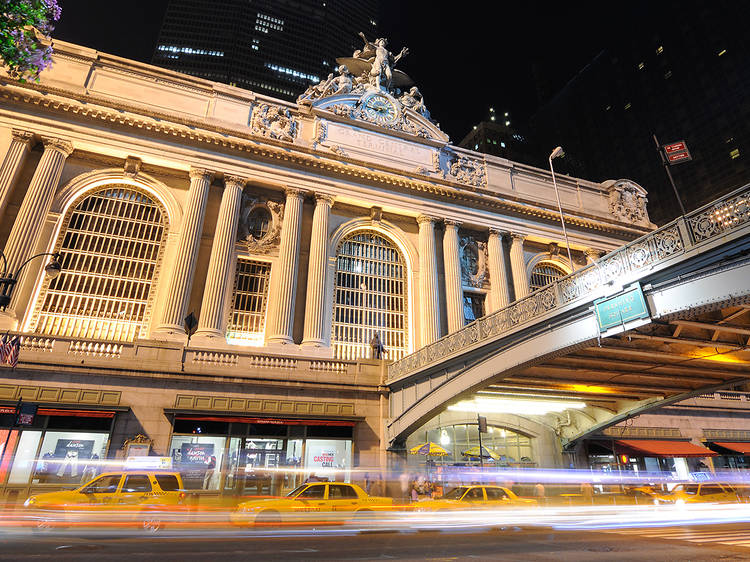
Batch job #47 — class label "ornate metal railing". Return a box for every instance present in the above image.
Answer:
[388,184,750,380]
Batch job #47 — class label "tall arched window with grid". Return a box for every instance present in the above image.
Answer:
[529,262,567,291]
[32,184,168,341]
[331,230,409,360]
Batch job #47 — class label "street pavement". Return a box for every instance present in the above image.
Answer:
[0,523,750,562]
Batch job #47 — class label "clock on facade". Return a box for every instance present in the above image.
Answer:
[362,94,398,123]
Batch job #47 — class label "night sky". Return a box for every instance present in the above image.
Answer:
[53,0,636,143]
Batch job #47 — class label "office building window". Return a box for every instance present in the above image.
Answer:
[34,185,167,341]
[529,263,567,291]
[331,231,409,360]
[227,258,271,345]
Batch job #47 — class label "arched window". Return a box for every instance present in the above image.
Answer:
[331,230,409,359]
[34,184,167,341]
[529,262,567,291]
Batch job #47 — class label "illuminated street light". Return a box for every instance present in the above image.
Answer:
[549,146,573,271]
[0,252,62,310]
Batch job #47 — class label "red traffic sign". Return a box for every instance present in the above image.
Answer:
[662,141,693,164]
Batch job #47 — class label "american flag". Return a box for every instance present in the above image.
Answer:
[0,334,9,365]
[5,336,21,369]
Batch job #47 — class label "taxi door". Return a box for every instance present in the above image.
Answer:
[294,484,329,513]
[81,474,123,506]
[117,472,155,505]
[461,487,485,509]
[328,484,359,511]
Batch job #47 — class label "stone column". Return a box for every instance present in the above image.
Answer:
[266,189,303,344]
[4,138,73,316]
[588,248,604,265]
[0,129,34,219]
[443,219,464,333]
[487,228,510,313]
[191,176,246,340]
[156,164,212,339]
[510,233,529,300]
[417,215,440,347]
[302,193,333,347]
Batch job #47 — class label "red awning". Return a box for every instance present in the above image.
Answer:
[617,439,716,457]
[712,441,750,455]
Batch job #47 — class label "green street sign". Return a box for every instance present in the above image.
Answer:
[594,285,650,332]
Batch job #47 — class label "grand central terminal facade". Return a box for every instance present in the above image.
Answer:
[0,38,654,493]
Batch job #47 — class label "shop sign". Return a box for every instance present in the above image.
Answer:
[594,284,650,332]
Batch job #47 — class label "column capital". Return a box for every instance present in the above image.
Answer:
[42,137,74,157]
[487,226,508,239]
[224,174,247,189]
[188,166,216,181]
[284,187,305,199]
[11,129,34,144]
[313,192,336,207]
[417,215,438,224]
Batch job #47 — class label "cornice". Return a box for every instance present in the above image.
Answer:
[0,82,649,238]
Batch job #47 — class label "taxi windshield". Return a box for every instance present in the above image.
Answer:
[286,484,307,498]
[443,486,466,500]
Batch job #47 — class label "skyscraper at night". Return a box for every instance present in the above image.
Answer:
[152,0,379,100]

--

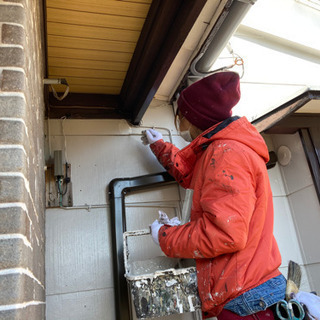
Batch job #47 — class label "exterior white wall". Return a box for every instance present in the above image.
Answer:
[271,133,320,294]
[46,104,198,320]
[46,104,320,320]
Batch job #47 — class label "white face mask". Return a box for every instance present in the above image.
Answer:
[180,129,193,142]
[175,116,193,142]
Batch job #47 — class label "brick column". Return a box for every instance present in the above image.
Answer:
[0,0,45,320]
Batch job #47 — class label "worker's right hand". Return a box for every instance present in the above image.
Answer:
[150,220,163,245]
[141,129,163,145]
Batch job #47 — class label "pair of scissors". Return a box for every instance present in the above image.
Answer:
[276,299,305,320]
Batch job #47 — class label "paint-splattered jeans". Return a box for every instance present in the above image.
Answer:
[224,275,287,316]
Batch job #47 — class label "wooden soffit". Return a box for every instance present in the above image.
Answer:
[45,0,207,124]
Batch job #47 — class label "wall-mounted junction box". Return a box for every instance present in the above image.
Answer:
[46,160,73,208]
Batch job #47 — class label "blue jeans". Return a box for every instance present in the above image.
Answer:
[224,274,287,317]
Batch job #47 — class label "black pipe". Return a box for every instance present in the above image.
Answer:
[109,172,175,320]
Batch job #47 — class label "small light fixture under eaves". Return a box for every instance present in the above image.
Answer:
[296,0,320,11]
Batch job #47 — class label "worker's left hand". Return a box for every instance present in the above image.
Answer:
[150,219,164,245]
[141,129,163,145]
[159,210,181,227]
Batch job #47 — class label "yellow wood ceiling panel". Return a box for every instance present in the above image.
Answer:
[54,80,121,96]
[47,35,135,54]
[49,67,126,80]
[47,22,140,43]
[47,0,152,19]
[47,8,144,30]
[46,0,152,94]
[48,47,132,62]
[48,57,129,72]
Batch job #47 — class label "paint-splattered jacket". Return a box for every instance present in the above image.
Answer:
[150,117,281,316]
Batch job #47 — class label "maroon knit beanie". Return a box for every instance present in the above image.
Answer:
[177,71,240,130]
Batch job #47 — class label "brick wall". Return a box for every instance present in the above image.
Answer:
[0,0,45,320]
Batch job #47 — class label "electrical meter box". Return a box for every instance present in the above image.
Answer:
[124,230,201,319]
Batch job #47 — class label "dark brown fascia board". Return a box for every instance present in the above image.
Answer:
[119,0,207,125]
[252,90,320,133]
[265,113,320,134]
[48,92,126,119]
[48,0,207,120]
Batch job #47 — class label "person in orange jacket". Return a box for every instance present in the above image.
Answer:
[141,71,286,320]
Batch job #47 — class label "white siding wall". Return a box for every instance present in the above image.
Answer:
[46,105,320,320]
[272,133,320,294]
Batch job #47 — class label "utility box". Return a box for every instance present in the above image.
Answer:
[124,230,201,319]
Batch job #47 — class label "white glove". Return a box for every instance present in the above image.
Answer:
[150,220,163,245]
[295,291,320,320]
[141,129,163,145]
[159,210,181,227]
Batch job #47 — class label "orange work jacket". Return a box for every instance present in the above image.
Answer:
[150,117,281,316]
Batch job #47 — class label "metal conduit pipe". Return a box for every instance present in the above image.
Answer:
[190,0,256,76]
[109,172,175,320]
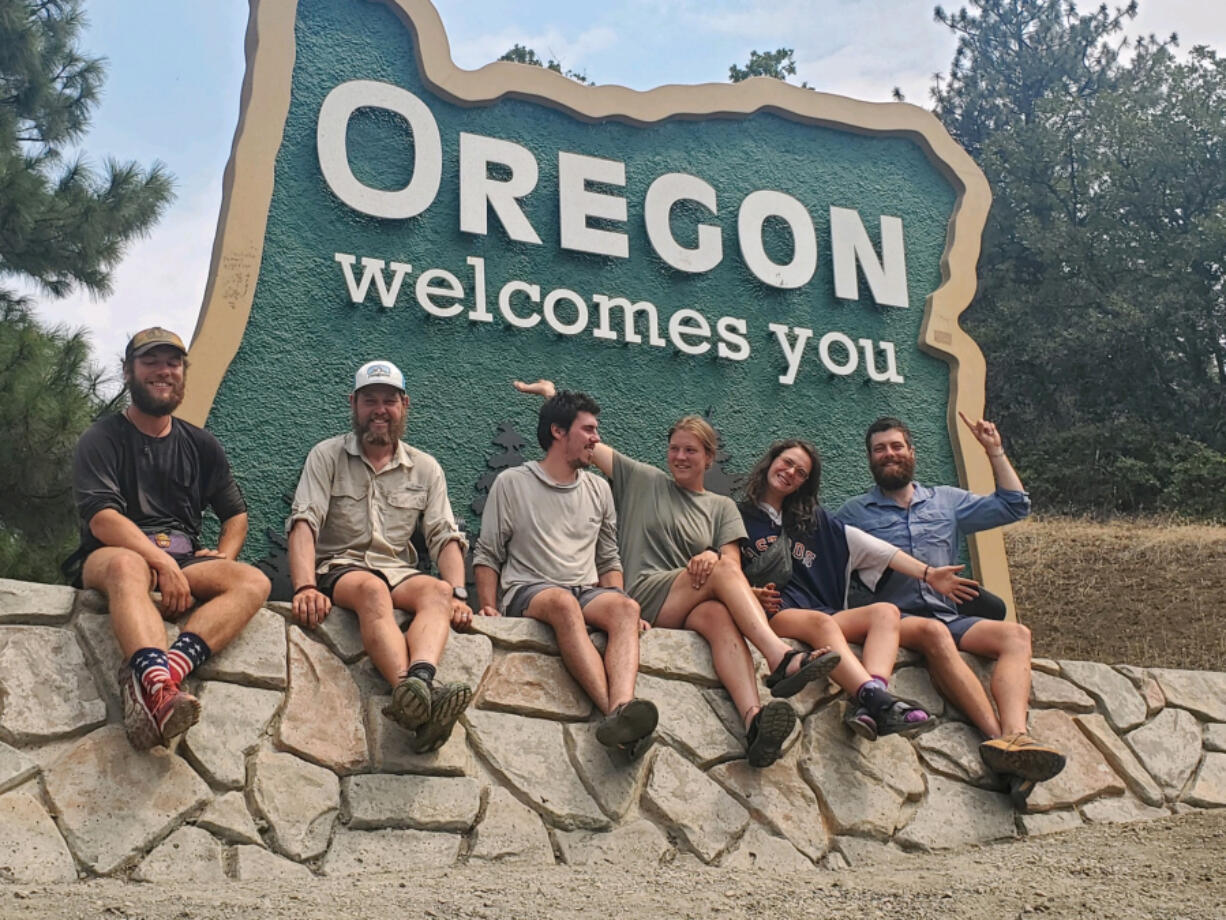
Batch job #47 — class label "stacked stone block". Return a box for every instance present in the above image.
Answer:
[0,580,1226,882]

### Work to do
Show every line of the records above that contains the word "hand", copying each line in full.

### The completed task
Batch job #47 — class label "worker's right hand". Return a box for every instance present in the above image.
Batch job #47 — class label "worker's left hand". Return a box for every instance present in the above image.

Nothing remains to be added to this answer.